Work to complete - Reproduce the listing word for word, from the line containing "Tag the wilted" down through the end of the listing.

━━ Records for this exercise ━━

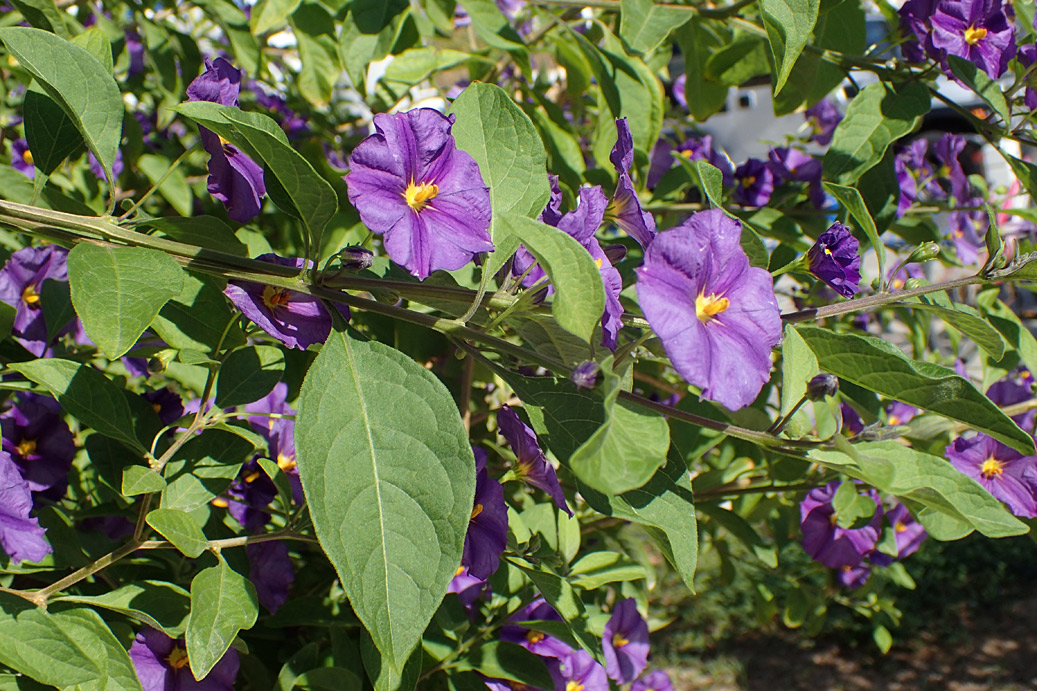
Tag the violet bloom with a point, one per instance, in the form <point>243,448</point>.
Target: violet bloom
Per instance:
<point>625,642</point>
<point>410,183</point>
<point>822,118</point>
<point>653,681</point>
<point>21,535</point>
<point>487,530</point>
<point>1003,471</point>
<point>976,30</point>
<point>625,209</point>
<point>717,316</point>
<point>21,283</point>
<point>162,665</point>
<point>39,443</point>
<point>21,158</point>
<point>825,542</point>
<point>836,259</point>
<point>233,177</point>
<point>754,183</point>
<point>531,465</point>
<point>295,319</point>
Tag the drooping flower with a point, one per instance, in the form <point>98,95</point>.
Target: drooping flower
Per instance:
<point>295,319</point>
<point>836,259</point>
<point>21,284</point>
<point>625,209</point>
<point>410,183</point>
<point>532,464</point>
<point>487,529</point>
<point>824,541</point>
<point>21,535</point>
<point>717,316</point>
<point>162,665</point>
<point>233,177</point>
<point>1003,471</point>
<point>625,642</point>
<point>976,30</point>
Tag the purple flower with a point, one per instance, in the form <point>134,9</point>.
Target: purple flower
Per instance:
<point>21,158</point>
<point>653,681</point>
<point>836,259</point>
<point>625,206</point>
<point>579,671</point>
<point>532,465</point>
<point>162,665</point>
<point>21,535</point>
<point>39,443</point>
<point>825,542</point>
<point>295,319</point>
<point>21,283</point>
<point>625,642</point>
<point>233,177</point>
<point>976,30</point>
<point>717,316</point>
<point>822,119</point>
<point>1003,471</point>
<point>754,183</point>
<point>410,182</point>
<point>487,530</point>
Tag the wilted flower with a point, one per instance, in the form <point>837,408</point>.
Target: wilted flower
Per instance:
<point>487,530</point>
<point>625,642</point>
<point>295,319</point>
<point>531,465</point>
<point>836,259</point>
<point>21,535</point>
<point>21,284</point>
<point>411,183</point>
<point>233,177</point>
<point>1003,471</point>
<point>717,316</point>
<point>162,665</point>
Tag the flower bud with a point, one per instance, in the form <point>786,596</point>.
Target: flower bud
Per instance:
<point>821,386</point>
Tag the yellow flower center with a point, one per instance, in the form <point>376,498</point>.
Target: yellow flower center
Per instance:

━━━

The solution -
Tag the wilted flower with a point, one per instance, in the form <point>837,408</point>.
Target: wilted flower
Per instance:
<point>487,530</point>
<point>625,642</point>
<point>295,319</point>
<point>531,465</point>
<point>836,259</point>
<point>21,535</point>
<point>21,284</point>
<point>411,183</point>
<point>233,177</point>
<point>1003,471</point>
<point>717,316</point>
<point>162,665</point>
Tag the flower bud with a point, one per instance, in the form <point>786,596</point>.
Target: flower bud
Per instance:
<point>821,386</point>
Tag the yellow flower center with a point, one per instance, in the form <point>376,498</point>.
Target: yellow flower center
Per instance:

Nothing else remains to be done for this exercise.